··· MATERIAL PROVIDED ···

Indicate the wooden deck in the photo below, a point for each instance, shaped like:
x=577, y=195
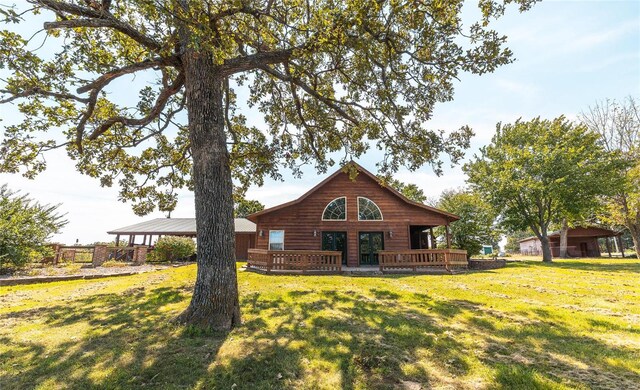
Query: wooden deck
x=303, y=261
x=421, y=259
x=321, y=262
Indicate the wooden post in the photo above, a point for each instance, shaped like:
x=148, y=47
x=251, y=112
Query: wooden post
x=99, y=255
x=432, y=238
x=448, y=236
x=621, y=245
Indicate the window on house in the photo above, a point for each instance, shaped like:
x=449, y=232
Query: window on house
x=368, y=210
x=276, y=240
x=336, y=210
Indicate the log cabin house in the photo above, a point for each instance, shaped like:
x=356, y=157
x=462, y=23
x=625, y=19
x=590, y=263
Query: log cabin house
x=345, y=222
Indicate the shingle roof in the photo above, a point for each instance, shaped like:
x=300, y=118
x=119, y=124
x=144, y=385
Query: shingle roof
x=451, y=217
x=177, y=226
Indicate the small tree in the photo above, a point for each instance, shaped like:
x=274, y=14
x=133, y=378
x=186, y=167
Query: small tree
x=618, y=124
x=171, y=248
x=513, y=238
x=244, y=207
x=476, y=226
x=25, y=226
x=538, y=172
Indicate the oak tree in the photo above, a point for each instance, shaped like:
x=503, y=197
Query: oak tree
x=410, y=190
x=330, y=78
x=618, y=124
x=538, y=172
x=244, y=207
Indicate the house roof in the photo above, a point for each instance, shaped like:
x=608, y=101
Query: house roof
x=449, y=216
x=177, y=226
x=581, y=231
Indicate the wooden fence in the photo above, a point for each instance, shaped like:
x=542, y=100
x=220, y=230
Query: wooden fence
x=96, y=255
x=303, y=261
x=415, y=259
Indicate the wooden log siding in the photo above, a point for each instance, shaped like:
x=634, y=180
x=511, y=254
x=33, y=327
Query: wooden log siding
x=303, y=225
x=304, y=261
x=448, y=259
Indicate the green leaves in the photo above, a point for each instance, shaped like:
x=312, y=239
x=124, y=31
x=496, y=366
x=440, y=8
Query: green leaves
x=477, y=224
x=541, y=171
x=25, y=226
x=331, y=79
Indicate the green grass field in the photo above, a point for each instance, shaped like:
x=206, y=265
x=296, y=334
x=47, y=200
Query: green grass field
x=571, y=324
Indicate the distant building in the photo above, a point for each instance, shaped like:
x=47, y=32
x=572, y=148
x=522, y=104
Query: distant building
x=185, y=227
x=581, y=242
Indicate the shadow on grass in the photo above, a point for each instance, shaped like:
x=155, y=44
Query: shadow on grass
x=324, y=338
x=620, y=265
x=130, y=343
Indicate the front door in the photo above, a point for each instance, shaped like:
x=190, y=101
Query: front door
x=369, y=244
x=335, y=241
x=584, y=250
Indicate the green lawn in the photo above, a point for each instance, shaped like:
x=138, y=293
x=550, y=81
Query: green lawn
x=571, y=324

···

**GIVEN INSTRUCTION**: Reproduce all of the entries word for word, skipping any pictures they hold.

**WRITTEN REPLY**:
Indicate the wooden deck in the photo below, a point for each instance, shaped like:
x=577, y=195
Query: wooden deck
x=303, y=261
x=421, y=259
x=321, y=262
Indicate the wooden post in the photo above, a point for each instance, shaped like:
x=148, y=47
x=251, y=112
Query: wooden post
x=99, y=255
x=432, y=238
x=448, y=236
x=621, y=245
Indicate the window on house in the photo above, a point for each instance, shaped like:
x=449, y=232
Query: window on house
x=368, y=210
x=276, y=240
x=336, y=210
Indicate the log cabin house in the photo above, a point for each instance, shaped like:
x=356, y=157
x=462, y=23
x=625, y=19
x=590, y=263
Query: log cabin house
x=345, y=222
Indicate the shingle roof in the photo above, a point for each instance, shaped like:
x=300, y=118
x=119, y=124
x=144, y=385
Query: shingle roof
x=451, y=217
x=177, y=226
Indicate the small tree in the photo above, a point for each instance, shaped like:
x=274, y=14
x=133, y=378
x=186, y=167
Query: small tree
x=618, y=124
x=171, y=248
x=513, y=238
x=244, y=207
x=476, y=226
x=25, y=226
x=538, y=172
Indicate the oak tree in the photo above, a point for each instance, shaped like:
x=503, y=197
Query: oak tree
x=410, y=190
x=330, y=78
x=618, y=124
x=538, y=172
x=244, y=207
Indicate the house roof in the photo above, a point for each instance, shaped like:
x=608, y=101
Query: house roof
x=449, y=216
x=177, y=226
x=581, y=231
Indicate the wooden fence in the photo above, a point for each instance, shaped like:
x=542, y=100
x=220, y=230
Query: wooden fence
x=96, y=255
x=303, y=261
x=415, y=259
Indicate the wooden log siding in the photo above, a point for each instance, shaped like:
x=634, y=180
x=511, y=254
x=33, y=327
Query: wooden log siding
x=303, y=225
x=304, y=261
x=448, y=259
Indicate the green leaves in the photo above, a point for each instance, shaped like:
x=312, y=239
x=124, y=31
x=496, y=366
x=440, y=8
Query: green leaves
x=477, y=224
x=541, y=171
x=25, y=226
x=331, y=79
Indicate the green grass field in the photo above, a point for each instance, shaped like:
x=206, y=265
x=296, y=334
x=47, y=200
Query: green grass field
x=571, y=324
Indicate the distant building in the photo above, a point for each instance, shaped like:
x=47, y=32
x=572, y=148
x=522, y=104
Query: distant building
x=185, y=227
x=581, y=242
Indicate the shadow on grass in the photo above, a point for each instance, shaped like:
x=155, y=44
Query: shadow on grass
x=324, y=338
x=620, y=265
x=130, y=343
Indicate the front door in the photo above, a point for each instance, shaped like:
x=190, y=101
Query: front door
x=369, y=244
x=335, y=241
x=584, y=250
Indicate the green lawn in the photo above, a point for each instance, shaped like:
x=138, y=293
x=550, y=81
Query: green lawn
x=571, y=324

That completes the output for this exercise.